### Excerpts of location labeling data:
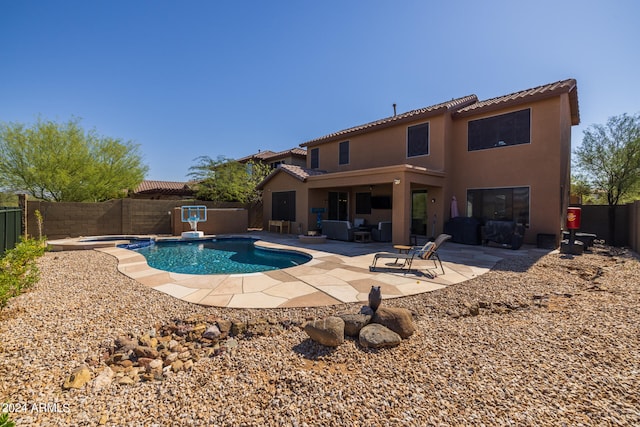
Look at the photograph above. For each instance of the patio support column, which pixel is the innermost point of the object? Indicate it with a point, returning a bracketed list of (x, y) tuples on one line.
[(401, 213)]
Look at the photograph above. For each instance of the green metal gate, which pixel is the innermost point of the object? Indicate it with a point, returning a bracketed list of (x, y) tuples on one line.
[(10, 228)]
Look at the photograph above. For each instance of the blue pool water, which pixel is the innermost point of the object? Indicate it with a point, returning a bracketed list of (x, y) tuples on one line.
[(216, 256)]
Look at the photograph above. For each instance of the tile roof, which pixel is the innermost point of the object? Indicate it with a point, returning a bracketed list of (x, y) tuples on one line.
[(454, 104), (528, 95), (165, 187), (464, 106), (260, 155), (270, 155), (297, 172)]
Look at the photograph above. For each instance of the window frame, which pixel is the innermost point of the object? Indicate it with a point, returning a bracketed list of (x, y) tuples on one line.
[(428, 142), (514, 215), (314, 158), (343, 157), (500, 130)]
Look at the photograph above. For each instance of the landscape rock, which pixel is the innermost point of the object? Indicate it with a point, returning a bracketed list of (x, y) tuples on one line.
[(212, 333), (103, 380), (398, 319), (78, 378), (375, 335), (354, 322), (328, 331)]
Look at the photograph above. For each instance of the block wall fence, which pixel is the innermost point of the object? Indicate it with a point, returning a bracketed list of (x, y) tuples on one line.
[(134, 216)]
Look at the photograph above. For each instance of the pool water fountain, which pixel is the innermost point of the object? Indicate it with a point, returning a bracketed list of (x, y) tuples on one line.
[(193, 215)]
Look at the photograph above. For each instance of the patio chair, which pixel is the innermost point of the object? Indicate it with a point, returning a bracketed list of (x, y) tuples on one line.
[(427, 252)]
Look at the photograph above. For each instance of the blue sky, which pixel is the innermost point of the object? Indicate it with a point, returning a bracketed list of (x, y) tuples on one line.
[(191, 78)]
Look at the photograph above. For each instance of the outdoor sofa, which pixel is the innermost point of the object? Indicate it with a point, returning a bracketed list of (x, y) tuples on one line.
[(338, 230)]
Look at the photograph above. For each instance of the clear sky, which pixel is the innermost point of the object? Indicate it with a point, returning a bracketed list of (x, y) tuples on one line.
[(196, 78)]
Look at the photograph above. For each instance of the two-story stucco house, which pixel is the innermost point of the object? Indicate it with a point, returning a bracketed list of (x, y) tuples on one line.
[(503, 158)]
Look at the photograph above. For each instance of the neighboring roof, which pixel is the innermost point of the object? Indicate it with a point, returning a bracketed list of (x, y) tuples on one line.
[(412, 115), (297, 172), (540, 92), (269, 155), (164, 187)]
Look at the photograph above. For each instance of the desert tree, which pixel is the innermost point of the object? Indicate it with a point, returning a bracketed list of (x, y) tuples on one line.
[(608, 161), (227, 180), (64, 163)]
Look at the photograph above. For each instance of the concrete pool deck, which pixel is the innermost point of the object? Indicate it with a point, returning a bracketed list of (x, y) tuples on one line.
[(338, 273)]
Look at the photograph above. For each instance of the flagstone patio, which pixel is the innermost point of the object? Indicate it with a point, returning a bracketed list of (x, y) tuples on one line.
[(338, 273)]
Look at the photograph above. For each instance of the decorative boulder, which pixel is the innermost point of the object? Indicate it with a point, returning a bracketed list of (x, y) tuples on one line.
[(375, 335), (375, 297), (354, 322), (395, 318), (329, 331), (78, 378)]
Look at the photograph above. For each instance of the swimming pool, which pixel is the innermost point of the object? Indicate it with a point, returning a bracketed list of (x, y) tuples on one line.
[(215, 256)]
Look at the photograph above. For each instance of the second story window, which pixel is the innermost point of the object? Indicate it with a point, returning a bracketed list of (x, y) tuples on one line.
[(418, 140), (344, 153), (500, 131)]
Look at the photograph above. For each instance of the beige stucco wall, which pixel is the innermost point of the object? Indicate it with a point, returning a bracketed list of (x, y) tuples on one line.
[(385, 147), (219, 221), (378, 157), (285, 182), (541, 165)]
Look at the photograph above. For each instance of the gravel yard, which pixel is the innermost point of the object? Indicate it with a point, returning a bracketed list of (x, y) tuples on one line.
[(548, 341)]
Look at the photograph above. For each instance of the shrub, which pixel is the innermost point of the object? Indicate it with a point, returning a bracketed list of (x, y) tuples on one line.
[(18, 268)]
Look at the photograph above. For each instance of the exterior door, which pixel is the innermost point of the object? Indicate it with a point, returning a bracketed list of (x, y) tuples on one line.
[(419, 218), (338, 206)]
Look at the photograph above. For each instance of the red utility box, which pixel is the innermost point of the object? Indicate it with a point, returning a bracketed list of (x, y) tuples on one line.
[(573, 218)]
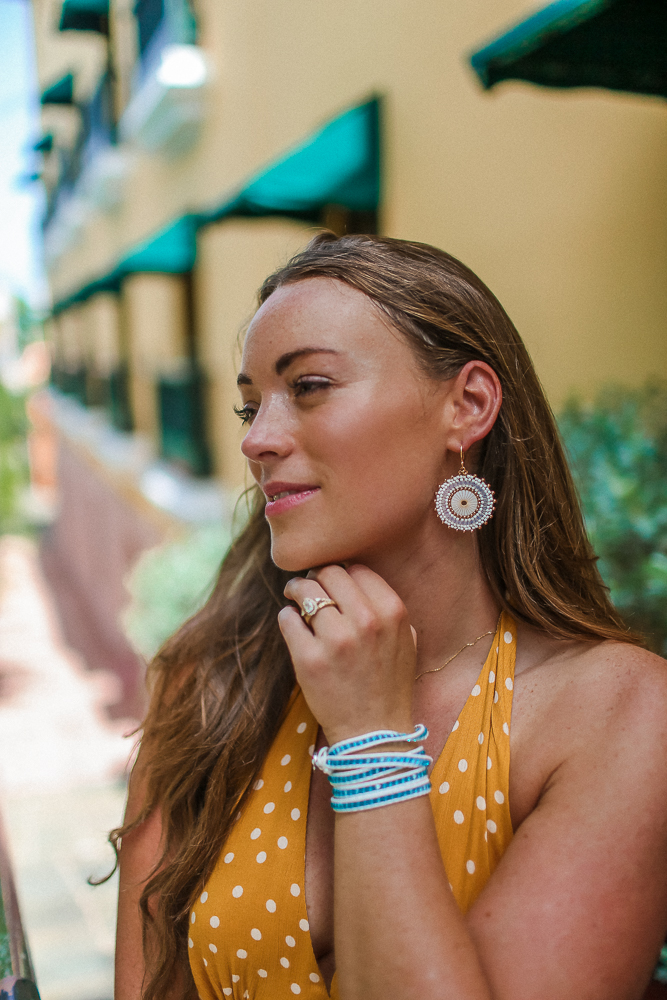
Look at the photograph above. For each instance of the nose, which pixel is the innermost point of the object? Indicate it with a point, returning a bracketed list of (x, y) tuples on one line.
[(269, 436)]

### Brief:
Copy out the data from the line containing "the shrub, which" through the end of the data, renaming "photograph" to "image" everywhere and keeping everything else the same. Omit the pictures from your copy.

### Output for this exercise:
Look at the image above. For each instance of the shrub, which pixel is the innermost point of the object? Indicate it with a point, returning a bracketed list of (x, y) tuples on one line.
[(18, 268)]
Look at the image above. For each instance of the exterior door, which pixel is the innermost point of the object? Indicate it with a point, returning a bracketed list of (x, y) tuples on one line.
[(419, 218), (338, 206)]
Look at the image above. For each instance of the red utility box, which pixel is the innermost point of the object? Indicate it with a point, returning a bracketed list of (x, y) tuples on one line.
[(573, 218)]
Look at the image above. For each instance of the nose, which pixel is the innermost point of the object? Indicate it with a point, returning a bracketed list of (x, y) tuples on one line.
[(269, 436)]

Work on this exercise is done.